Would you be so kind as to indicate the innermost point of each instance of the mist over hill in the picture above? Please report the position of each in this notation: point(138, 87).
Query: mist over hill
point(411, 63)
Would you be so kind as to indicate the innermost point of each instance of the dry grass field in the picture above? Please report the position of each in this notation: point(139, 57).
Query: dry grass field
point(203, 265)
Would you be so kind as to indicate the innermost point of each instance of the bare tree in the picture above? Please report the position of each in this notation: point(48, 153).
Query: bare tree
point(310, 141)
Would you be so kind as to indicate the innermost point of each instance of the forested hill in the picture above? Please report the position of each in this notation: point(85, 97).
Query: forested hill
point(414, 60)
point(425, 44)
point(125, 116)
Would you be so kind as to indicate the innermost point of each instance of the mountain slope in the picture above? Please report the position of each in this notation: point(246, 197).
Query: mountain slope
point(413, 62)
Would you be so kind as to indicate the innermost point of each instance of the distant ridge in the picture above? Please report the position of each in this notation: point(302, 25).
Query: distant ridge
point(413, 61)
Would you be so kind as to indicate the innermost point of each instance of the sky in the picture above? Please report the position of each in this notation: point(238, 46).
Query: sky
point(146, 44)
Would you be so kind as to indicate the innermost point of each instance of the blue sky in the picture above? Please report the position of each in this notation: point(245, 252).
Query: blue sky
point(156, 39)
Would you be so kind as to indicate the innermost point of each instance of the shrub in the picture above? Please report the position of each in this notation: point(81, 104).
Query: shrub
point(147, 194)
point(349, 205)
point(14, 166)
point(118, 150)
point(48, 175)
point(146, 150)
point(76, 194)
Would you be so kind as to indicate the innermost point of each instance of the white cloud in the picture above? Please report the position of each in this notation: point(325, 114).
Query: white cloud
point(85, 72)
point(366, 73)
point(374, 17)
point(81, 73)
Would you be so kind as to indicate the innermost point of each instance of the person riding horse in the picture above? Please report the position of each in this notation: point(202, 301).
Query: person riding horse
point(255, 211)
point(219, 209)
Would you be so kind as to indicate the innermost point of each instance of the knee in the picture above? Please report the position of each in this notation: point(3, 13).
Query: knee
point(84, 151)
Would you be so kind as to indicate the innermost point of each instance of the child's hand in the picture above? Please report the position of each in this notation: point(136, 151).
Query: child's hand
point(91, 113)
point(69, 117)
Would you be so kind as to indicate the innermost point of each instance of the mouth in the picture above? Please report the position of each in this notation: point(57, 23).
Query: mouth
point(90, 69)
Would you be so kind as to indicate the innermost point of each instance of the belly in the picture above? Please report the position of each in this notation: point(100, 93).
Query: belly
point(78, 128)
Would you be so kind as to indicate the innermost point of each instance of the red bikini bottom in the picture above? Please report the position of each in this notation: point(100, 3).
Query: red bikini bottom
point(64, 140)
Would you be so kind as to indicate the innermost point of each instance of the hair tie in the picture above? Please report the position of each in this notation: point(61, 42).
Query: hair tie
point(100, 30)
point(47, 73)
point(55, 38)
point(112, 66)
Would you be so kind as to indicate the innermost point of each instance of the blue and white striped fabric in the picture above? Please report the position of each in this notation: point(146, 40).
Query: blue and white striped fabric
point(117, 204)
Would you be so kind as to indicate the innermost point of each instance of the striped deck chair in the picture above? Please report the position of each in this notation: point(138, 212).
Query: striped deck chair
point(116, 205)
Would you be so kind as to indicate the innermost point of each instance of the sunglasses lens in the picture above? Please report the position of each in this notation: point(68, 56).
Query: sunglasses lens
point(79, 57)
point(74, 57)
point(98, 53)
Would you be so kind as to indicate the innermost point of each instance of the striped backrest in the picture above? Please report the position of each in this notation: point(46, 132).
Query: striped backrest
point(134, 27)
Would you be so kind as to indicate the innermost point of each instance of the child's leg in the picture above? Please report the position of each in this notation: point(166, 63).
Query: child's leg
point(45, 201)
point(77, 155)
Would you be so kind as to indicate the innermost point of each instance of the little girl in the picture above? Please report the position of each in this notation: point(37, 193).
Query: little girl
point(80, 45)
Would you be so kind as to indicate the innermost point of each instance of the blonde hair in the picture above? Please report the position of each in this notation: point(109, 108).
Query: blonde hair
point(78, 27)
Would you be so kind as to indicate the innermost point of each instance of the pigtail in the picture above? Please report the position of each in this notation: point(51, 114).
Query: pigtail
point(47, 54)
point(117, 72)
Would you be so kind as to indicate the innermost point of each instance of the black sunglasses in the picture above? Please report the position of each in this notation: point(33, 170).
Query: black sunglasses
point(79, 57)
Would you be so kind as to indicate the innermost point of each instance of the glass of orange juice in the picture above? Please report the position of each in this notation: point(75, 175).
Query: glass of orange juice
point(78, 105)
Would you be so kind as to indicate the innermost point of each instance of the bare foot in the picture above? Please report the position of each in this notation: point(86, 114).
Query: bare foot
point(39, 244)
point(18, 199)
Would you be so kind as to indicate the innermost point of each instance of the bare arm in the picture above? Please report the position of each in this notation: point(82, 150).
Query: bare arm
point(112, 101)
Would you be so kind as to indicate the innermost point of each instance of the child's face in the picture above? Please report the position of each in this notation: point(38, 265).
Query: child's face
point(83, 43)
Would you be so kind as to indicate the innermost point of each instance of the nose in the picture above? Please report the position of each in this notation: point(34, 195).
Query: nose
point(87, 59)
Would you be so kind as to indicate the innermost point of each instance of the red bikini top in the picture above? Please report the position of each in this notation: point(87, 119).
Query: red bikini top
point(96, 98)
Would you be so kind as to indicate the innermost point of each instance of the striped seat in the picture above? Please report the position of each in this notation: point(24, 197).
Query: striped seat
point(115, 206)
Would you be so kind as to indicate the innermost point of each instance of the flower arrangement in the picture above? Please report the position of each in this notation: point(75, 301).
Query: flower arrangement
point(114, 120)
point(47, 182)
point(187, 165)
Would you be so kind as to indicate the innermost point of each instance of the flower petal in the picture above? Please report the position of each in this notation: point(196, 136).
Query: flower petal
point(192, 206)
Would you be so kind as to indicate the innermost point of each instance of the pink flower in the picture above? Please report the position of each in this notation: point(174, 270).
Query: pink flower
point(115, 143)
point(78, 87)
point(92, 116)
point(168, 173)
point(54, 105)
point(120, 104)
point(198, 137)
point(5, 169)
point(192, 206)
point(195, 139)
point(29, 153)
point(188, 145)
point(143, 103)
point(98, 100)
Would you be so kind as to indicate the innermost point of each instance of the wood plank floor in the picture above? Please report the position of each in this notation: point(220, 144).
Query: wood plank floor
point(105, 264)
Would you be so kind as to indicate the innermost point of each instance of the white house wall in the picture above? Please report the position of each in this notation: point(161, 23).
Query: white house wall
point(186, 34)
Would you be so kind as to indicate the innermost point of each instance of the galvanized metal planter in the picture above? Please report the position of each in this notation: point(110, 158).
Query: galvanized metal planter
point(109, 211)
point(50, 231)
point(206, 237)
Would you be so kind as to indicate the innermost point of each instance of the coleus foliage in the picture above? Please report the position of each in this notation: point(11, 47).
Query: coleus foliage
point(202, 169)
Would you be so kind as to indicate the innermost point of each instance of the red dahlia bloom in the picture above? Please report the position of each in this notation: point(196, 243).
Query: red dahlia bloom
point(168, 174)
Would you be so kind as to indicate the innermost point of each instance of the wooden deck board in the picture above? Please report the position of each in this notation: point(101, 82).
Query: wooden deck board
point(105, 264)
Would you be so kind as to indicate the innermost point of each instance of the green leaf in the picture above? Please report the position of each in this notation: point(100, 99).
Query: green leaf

□ □ □

What to work on: Rewrite all of the material above, swapping "innermost" for "central" wherever it occurs and changing nothing else.

The result:
Would you be so kind as to indicate the central point of each instance of the mist over hill in the picture above? Please report the position of each in this notation: point(138, 87).
Query: mist over hill
point(411, 63)
Would you be so kind as to indicate the central point of each instance of the dry grass field in the picture above? Please report the position of each in this notation: point(139, 57).
Query: dry grass field
point(203, 265)
Would you be so kind as to indicate the central point of each instance of the bare tree in the picture above? Please report the position of each in this notation: point(48, 153).
Query: bare tree
point(310, 141)
Would you be so kind as to indicate the central point of each instance of the forested hill in the picture above? Please report the position of each in this notation: point(85, 97).
Query: forested hill
point(414, 60)
point(425, 44)
point(125, 116)
Would you be so kind as to indicate the central point of each instance of the mountain slope in the picture above? Please report the position of each in this notation: point(246, 197).
Query: mountain slope
point(413, 62)
Would you be so kind as to indicate the central point of each instance of the distant ridge in the picture above? Please report the position of each in this notation: point(302, 25).
Query: distant ridge
point(413, 61)
Would you be so kind as to indicate the central point of each instance of the sky in the picture above? Please report the position of each in this notation: point(238, 46).
Query: sky
point(146, 44)
Would you be so kind as to indicate the central point of each instance of the blue sky in the picture above? Please report the position of each in this notation: point(245, 252).
Query: blue sky
point(156, 39)
Would you be so kind as to indicate the central point of each instance of the shrub in the picture above? Please report the position of each in this notation: point(81, 104).
Query: shrub
point(147, 194)
point(349, 205)
point(14, 166)
point(118, 150)
point(48, 175)
point(146, 150)
point(76, 194)
Would you be so kind as to indicate the central point of each instance of the white cloud in the picture above? Please report the position of each in this notation: point(325, 114).
Query: white cloud
point(85, 72)
point(366, 73)
point(374, 17)
point(81, 73)
Would you be so kind as to indicate the central point of each instance of the person riding horse in the picture above? Please report the position of each in this notation: point(202, 301).
Query: person riding horse
point(255, 211)
point(219, 209)
Would you be so kind as to indicate the central point of each instance of the knee in the picture above? Please report the position of each in this notation: point(3, 13).
Query: knee
point(84, 151)
Would you be so kind as to indicate the central point of each instance of the child's hand in the picture above? Please report the position of each in this notation: point(136, 151).
Query: child's hand
point(91, 113)
point(69, 117)
Would you be so kind as to indicate the central point of each instance of the mouth in the picture above? Please report the position of each in this notation: point(57, 23).
Query: mouth
point(90, 69)
Would you be so kind as to indicate the central point of each instance of the belly in the picture above? Please report the position of each in this notation: point(100, 93).
Query: belly
point(78, 128)
Would you be so kind as to indicate the central point of each instance of the red bikini bottom in the picture above? Please report the position of each in this notation: point(100, 3).
Query: red bikini bottom
point(64, 140)
Would you be so kind as to indicate the central point of each instance of the hair tie in the picture above? Please report the position of each in this notation: point(61, 42).
Query: hair tie
point(100, 30)
point(47, 73)
point(55, 38)
point(112, 66)
Would you be so kind as to indicate the central point of each instance of the blue and white striped fabric in the picture above? Please report the position of each in this notation: point(146, 40).
Query: blue and white striped fabric
point(117, 204)
Would you be so kind as to indicate the central point of each instance of the striped deck chair in the picture above? Please report the position of each in this notation: point(138, 212).
Query: striped deck chair
point(116, 205)
Would you be so kind as to indicate the central point of each instance of the sunglasses lens in the picture above? Please report the position of each in this notation: point(68, 56).
Query: sunglasses lens
point(79, 57)
point(74, 57)
point(98, 53)
Would you be so kind as to indicate the central point of each instance of the striped backrest in the picture above? Please report the position of each in this notation: point(46, 132).
Query: striped backrest
point(134, 27)
Would you be so kind as to indicate the central point of each instance of the child's leg in the picture above? Please report the position of each in this notation: point(166, 63).
Query: child's leg
point(45, 201)
point(77, 155)
Would you be so kind as to indicate the central point of each instance of the little girl in the picture above? Please report the position of each in this notation: point(37, 193).
Query: little girl
point(80, 45)
Would you be so kind as to indicate the central point of each instance of the blonde hair in the picture above? Please report the position of each in this notation: point(109, 108).
Query: blonde hair
point(78, 27)
Would you be so kind as to indicate the central point of each instance of the pigtail in the picture above? Please report the position of each in this notation: point(51, 114).
Query: pigtail
point(47, 54)
point(117, 72)
Would you be so kind as to indicate the central point of each instance of the black sunglasses in the picture above? Please report the position of each in this notation: point(33, 170).
Query: black sunglasses
point(79, 57)
Would you be so kind as to indicate the central point of each instance of the glass of orange juice in the picture above? Please report the position of each in this notation: point(75, 175).
Query: glass of orange juice
point(78, 105)
Would you be so kind as to indicate the central point of each instance of the bare foot in the picture above? Please report the position of each in this notation: point(86, 114).
Query: bare foot
point(39, 244)
point(18, 199)
Would you be so kind as to indicate the central point of each instance of the bare arm in the picture above? Please report the position of each in this notation: point(82, 150).
Query: bare arm
point(112, 101)
Would you be so kind as to indicate the central point of each instance of the child's face in the picture above? Please report the position of each in this notation: point(38, 265).
Query: child's face
point(83, 43)
Would you be so kind as to indicate the central point of each instance of the nose in the picture above? Please report the position of each in this notation: point(34, 195).
Query: nose
point(87, 59)
Would you be so kind as to indicate the central point of each instance of the red bikini top in the picture above? Please report the position of each in this notation: point(87, 119).
Query: red bikini top
point(96, 98)
Would you be so kind as to indicate the central point of each instance of the striped seat in the picture above? Please report the position of each in this notation: point(24, 197).
Query: striped seat
point(115, 206)
Would you be so kind as to indicate the central point of each instance of the flower arrangement in the picture above? Please report the position of each in this notation: point(75, 301).
Query: flower arrangement
point(114, 120)
point(47, 182)
point(187, 165)
Would you be so kind as to indicate the central point of each instance of the flower petal in the picture above? Please report the position of each in this notation: point(196, 136).
Query: flower petal
point(192, 206)
Would you be so kind as to indicate the central point of each instance of the pink flower in the picture above? Please report the position of each in this notation: point(174, 270).
Query: pink flower
point(115, 143)
point(78, 87)
point(92, 116)
point(168, 173)
point(54, 105)
point(120, 104)
point(198, 137)
point(5, 169)
point(192, 206)
point(195, 139)
point(29, 153)
point(188, 145)
point(143, 103)
point(98, 100)
Would you be so kind as to indicate the central point of each instance of the wood plank floor in the picture above? Please report the position of each in this notation: point(220, 144).
Query: wood plank floor
point(105, 264)
Would you be so kind as to indicate the central point of each instance of the white house wall in the picture above? Please report the position of each in this notation: point(161, 23).
Query: white house wall
point(186, 34)
Would you be so kind as to indicate the central point of each instance of the galvanized metal planter in the picture above? Please report the position of each in this notation: point(110, 158).
Query: galvanized metal planter
point(109, 211)
point(50, 231)
point(206, 237)
Would you be so kind as to indicate the central point of each instance of the coleus foliage in the picture above? Please report the position of each in this notation: point(11, 47).
Query: coleus foliage
point(202, 169)
Would you be so kind as to indicate the central point of each instance of the red dahlia bloom in the picture above? Please report the position of each in this notation: point(196, 243).
Query: red dahlia bloom
point(168, 174)
Would you be so kind as to indicate the central point of each instance of the wooden deck board in the picture above? Please report the position of each in this notation: point(101, 82).
Query: wooden deck board
point(105, 264)
Would you be so kind as to indicate the central point of each instance of the green leaf in the picture above? Please report the position of each in this notation: point(100, 99).
Query: green leaf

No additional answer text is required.